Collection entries
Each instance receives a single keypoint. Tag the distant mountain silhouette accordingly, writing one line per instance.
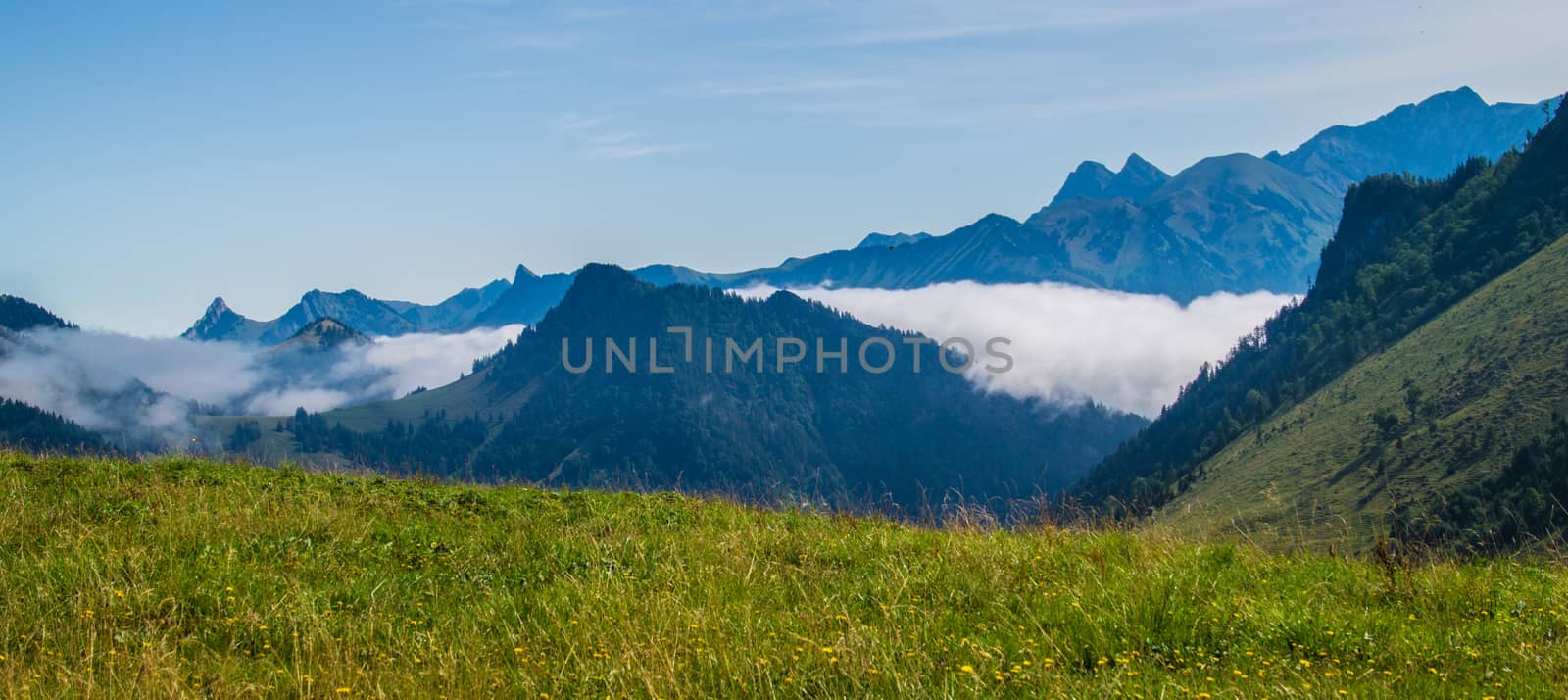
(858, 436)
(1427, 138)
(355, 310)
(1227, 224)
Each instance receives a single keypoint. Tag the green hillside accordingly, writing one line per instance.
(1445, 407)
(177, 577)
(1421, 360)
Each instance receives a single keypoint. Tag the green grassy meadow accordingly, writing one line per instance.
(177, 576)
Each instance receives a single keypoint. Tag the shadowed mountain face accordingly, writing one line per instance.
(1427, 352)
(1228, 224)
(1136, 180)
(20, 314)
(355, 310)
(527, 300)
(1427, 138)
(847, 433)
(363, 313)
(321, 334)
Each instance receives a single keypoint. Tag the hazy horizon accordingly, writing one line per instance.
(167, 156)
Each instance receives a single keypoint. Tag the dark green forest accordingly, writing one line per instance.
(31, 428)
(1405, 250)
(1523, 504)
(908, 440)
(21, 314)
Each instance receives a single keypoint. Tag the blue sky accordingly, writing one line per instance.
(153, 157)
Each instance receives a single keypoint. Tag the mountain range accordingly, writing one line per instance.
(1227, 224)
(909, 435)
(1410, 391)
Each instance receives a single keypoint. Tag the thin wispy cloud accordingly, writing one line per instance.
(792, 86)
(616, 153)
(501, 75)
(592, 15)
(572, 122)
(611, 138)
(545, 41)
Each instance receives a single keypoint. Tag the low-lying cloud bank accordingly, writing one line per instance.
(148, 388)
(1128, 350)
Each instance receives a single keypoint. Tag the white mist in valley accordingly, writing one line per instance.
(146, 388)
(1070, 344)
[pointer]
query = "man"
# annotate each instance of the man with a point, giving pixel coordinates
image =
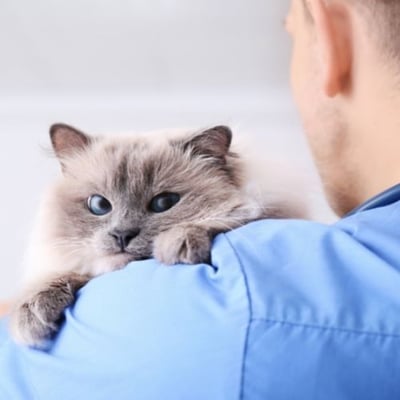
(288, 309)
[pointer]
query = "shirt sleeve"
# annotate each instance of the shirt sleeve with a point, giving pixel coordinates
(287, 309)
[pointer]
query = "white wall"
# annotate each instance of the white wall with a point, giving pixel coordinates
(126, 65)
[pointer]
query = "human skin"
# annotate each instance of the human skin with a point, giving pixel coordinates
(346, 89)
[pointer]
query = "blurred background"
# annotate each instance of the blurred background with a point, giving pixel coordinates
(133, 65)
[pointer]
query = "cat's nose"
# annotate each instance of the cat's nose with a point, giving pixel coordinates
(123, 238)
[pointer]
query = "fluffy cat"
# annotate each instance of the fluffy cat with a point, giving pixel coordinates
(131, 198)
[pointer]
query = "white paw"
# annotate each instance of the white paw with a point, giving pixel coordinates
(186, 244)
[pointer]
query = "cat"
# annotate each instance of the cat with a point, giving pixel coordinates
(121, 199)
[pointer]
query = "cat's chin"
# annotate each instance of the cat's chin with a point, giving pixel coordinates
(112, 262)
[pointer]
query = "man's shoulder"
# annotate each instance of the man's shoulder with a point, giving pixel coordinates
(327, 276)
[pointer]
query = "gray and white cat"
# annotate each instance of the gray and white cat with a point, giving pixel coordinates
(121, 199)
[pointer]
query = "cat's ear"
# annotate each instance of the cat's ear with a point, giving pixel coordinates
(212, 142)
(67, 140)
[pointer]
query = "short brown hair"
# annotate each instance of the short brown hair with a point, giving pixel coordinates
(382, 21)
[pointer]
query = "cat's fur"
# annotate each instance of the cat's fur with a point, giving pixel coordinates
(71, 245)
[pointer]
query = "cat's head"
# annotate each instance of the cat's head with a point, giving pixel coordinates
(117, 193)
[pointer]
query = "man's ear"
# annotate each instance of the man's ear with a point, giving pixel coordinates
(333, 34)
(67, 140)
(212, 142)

---

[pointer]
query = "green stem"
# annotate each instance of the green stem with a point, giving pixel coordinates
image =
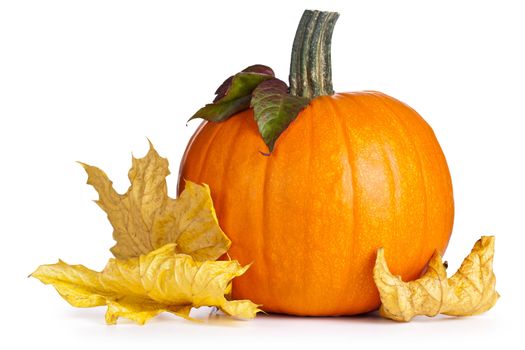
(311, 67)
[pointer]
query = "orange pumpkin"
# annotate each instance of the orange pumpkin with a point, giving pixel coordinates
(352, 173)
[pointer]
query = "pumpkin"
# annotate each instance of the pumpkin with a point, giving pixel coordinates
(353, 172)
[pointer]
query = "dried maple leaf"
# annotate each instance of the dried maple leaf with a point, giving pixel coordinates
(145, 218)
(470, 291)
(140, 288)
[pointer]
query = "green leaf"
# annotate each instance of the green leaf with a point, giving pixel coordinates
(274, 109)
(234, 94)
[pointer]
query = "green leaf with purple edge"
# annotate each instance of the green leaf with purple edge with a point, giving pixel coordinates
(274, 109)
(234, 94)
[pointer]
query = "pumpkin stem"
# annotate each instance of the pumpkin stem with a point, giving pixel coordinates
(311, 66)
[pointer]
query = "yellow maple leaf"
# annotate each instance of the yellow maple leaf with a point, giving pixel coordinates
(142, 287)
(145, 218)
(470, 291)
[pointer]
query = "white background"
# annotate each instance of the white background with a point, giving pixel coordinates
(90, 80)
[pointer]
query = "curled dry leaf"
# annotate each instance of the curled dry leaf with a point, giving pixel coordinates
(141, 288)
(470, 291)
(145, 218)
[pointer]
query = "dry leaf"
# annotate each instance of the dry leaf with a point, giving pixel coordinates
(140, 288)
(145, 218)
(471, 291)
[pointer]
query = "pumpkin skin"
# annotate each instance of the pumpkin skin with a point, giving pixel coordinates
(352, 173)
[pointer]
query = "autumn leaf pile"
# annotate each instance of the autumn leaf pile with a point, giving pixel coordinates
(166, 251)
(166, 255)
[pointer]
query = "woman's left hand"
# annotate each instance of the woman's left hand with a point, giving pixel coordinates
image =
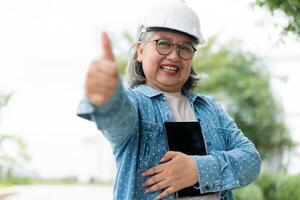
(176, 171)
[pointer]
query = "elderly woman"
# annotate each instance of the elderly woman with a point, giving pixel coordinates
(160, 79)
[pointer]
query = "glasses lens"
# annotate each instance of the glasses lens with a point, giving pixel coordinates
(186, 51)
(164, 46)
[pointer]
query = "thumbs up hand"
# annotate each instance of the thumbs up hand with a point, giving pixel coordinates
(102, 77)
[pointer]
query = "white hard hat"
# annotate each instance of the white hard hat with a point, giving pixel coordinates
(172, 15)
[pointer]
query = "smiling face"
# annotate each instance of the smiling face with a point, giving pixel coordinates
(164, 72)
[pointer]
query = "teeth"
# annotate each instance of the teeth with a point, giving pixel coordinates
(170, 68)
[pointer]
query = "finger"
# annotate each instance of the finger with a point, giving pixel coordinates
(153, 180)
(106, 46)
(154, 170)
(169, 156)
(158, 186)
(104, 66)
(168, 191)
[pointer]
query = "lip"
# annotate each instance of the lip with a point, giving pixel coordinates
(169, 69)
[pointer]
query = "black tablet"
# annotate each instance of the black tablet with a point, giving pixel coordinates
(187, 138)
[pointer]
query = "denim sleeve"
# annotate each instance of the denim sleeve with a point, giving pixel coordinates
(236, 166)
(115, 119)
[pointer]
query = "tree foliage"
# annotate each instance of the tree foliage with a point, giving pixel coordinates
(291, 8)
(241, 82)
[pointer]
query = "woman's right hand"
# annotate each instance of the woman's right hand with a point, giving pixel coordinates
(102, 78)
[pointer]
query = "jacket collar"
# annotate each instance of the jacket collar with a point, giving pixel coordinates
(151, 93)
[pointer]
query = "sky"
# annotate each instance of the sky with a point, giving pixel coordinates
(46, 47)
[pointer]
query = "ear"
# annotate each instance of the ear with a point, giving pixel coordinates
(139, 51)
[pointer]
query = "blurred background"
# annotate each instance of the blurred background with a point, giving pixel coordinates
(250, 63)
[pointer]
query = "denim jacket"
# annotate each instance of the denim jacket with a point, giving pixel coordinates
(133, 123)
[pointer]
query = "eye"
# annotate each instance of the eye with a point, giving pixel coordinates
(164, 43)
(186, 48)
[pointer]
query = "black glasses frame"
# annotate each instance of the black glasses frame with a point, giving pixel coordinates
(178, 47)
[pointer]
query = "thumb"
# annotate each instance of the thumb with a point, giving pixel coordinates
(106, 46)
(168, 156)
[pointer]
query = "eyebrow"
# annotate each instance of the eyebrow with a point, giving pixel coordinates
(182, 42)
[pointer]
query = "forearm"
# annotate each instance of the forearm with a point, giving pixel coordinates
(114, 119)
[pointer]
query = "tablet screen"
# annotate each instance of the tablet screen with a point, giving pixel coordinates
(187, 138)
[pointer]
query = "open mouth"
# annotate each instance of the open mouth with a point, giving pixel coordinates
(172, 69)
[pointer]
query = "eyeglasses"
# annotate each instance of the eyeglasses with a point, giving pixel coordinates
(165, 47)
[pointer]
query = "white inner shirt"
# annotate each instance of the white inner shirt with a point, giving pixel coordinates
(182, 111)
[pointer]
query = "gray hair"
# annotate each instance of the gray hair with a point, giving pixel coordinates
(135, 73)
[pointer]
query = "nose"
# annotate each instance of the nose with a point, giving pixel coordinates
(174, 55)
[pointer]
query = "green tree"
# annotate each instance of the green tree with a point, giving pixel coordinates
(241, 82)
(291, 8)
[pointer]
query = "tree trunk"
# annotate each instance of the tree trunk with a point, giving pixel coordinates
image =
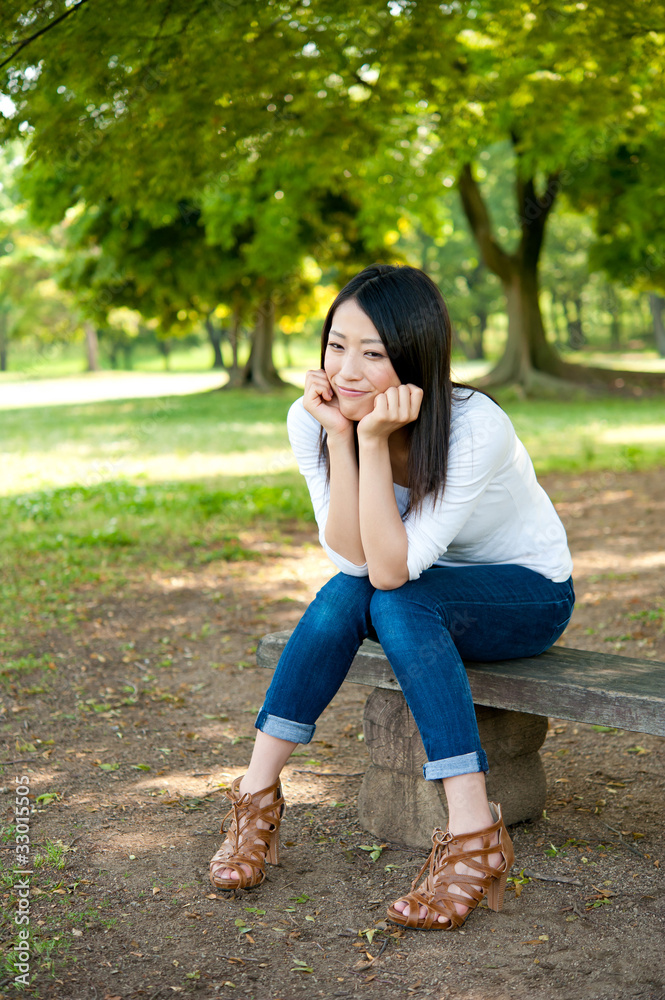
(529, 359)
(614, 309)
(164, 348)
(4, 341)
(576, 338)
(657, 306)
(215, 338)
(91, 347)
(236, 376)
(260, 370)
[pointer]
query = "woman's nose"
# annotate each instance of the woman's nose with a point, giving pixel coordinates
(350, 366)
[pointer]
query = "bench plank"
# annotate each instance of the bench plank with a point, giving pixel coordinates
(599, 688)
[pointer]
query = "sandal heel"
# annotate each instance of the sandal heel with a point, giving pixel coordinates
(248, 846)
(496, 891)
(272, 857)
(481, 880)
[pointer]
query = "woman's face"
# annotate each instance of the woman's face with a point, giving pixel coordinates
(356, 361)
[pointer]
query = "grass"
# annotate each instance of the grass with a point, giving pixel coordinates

- _GIVEN PROBLEM_: How many lines of the records contain the string "black"? Reply with the number alone.

- _EXERCISE OUTPUT_: 4